Document excerpt >>
## START
Cool. Thanks EDGE, I'll be in touch in the new year.


----------



## lednail

I got some plants form EDGE last week, good looking plants and they are doing well.


----------



## EDGE

Rather than saying 2" for -$8. I will post the photo of the exact plant and the price for the plant. 

Updated photo and pricing for the anubias nana 'Petite' Need to thin out the emersed setup.

The largest one took about 1 year to fill the pot. They grow more compact in the emersed form.

price drop on the ranunculus.


----------



## EDGE

to the top... need those anubias nana 'petite' gone.


----------



## koodevil

check pm =]


----------



## EDGE

price drop on the Anubias petite. need them gone.


----------



## EDGE

clarified how many plants in the anubias nana petite pots = how many plants you will be getting.


----------



## Morainy

When a plant has been grown emersed, does that mean that you could (potentially) plant it in a shallow tank and have it grow partially in and partially out of the water? 

I am planting a 2.5 gallon shrimp tank and would love to find a plant that could grow out of the water as well as below it.


----------



## EDGE

That is correct, Morainy. Most of the stem plants can grow in and out of the water as long as the humidity high. The new growth below water will be submersed until they reach the water surface and then eventually they can grow out of the water.

The stiffer stem plants has a easier time pushing out of the water. The softer stem plants tends to trail across the surface before pushing growth out of the water. 

Even if the plant was not grown emersed, they can still grow out of the water given the right environment.


----------



## euroamg

I'll take the 12'oclock petite..


----------



## EDGE

Only have needle leaf java fern left. Closing thread


----------
## END
Extracted information >>
## START
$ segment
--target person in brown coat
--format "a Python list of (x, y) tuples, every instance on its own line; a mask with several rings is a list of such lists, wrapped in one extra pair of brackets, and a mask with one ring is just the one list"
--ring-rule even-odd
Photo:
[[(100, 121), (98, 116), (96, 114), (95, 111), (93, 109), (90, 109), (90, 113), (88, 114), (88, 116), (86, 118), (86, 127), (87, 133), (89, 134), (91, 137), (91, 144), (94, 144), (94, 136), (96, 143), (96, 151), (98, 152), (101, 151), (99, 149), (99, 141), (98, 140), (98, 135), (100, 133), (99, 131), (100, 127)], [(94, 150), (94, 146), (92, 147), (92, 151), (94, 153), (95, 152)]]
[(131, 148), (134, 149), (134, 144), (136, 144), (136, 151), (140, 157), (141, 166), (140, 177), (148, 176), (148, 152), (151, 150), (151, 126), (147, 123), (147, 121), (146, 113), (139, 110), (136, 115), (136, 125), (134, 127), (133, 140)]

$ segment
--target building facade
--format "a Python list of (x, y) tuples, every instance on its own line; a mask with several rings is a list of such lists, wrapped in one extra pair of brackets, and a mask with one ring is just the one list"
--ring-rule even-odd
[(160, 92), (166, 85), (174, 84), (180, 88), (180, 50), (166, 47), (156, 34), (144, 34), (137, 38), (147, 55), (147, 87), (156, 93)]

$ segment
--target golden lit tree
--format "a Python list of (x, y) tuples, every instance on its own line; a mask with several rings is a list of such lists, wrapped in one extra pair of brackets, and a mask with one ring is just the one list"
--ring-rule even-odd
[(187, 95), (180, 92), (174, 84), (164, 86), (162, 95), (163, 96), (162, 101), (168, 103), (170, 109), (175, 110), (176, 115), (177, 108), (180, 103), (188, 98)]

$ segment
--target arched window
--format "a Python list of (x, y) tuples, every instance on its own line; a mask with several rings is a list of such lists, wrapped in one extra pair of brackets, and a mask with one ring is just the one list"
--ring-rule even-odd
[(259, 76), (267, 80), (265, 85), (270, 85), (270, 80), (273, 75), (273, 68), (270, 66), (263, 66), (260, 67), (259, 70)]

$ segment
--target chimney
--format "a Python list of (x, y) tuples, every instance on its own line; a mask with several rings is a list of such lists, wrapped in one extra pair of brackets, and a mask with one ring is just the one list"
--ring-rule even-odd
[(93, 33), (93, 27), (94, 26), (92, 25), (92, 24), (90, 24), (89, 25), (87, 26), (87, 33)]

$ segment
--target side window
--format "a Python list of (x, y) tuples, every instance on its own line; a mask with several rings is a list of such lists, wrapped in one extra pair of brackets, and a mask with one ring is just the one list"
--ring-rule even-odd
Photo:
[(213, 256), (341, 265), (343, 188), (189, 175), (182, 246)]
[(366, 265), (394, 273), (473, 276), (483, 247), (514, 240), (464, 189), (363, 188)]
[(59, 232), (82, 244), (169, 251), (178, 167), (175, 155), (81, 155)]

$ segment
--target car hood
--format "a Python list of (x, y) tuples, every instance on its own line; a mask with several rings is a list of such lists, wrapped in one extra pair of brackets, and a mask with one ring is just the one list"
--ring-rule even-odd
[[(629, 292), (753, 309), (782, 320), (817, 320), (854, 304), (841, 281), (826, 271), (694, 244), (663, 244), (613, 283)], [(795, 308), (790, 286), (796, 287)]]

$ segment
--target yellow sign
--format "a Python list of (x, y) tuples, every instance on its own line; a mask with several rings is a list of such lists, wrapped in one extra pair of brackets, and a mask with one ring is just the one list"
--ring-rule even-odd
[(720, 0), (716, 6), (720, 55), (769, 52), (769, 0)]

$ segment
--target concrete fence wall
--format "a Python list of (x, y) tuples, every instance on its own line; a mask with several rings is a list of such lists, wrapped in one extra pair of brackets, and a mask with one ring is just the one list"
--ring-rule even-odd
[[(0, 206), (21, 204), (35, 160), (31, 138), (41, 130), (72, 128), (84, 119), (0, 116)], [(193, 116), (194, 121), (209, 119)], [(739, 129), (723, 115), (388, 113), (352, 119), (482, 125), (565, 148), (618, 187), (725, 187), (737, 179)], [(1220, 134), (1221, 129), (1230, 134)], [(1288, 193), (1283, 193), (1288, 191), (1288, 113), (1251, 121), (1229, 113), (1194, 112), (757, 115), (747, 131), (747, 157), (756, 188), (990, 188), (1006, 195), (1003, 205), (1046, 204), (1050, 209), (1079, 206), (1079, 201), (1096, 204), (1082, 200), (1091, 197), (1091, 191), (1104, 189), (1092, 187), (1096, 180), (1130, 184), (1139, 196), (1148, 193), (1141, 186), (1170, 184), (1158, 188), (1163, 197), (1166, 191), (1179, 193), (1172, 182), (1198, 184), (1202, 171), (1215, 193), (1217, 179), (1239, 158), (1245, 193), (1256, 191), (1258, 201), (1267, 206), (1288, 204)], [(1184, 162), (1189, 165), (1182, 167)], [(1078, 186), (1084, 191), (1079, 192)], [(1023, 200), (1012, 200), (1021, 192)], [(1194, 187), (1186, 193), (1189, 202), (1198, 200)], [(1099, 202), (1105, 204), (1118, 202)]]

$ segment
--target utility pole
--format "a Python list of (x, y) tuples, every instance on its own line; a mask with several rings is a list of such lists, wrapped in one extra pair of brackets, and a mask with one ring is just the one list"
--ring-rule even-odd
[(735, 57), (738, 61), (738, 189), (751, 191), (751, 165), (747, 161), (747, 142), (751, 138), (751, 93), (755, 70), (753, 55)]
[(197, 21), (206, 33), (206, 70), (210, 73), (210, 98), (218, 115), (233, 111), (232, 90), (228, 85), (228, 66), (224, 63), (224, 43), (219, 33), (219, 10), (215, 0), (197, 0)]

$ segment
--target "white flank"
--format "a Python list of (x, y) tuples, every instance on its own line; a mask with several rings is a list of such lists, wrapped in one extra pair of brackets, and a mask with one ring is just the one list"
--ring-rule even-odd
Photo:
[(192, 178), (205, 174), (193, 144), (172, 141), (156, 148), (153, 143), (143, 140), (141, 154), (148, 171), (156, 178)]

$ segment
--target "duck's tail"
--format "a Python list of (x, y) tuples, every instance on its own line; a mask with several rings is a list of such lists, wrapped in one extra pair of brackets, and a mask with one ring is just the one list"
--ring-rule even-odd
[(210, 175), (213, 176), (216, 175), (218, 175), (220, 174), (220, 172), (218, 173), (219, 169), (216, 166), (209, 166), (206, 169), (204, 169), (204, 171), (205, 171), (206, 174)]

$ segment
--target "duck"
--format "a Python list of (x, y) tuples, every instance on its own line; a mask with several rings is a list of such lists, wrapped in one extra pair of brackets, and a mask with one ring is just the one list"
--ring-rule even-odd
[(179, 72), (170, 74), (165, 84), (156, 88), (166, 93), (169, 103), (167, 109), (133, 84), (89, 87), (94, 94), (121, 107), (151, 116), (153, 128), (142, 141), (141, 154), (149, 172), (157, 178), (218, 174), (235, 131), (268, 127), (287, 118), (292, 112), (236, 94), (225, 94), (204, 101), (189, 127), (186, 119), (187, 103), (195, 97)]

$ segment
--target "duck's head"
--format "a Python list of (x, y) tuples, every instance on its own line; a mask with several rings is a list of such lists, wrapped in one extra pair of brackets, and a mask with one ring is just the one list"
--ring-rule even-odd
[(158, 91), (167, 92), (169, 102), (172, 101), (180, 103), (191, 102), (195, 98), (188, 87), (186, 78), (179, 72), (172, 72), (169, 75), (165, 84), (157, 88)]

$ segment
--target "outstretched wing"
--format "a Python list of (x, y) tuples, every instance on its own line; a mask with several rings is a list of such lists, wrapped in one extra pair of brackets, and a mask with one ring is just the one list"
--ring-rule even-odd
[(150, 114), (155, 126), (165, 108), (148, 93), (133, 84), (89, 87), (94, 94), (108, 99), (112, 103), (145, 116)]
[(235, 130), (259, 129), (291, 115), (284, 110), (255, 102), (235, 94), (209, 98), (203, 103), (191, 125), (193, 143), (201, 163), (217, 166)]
## END
Written task 1 >>
In the forum thread, why does EDGE post an updated photo and pricing for the anubias nana 'Petite'? Answer in one to three sentences.
Written task 2 >>
Reproduce the forum thread word for word, starting at "The stiffer stem" and ending at "the 12'oclock petite..".
Work from the forum thread only, not the material.

Task result 1 >>
EDGE posts the updated photo and pricing because the emersed setup needs thinning out.

Task result 2 >>
The stiffer stem plants has a easier time pushing out of the water. The softer stem plants tends to trail across the surface before pushing growth out of the water. 

Even if the plant was not grown emersed, they can still grow out of the water given the right environment.


----------



## euroamg

I'll take the 12'oclock petite..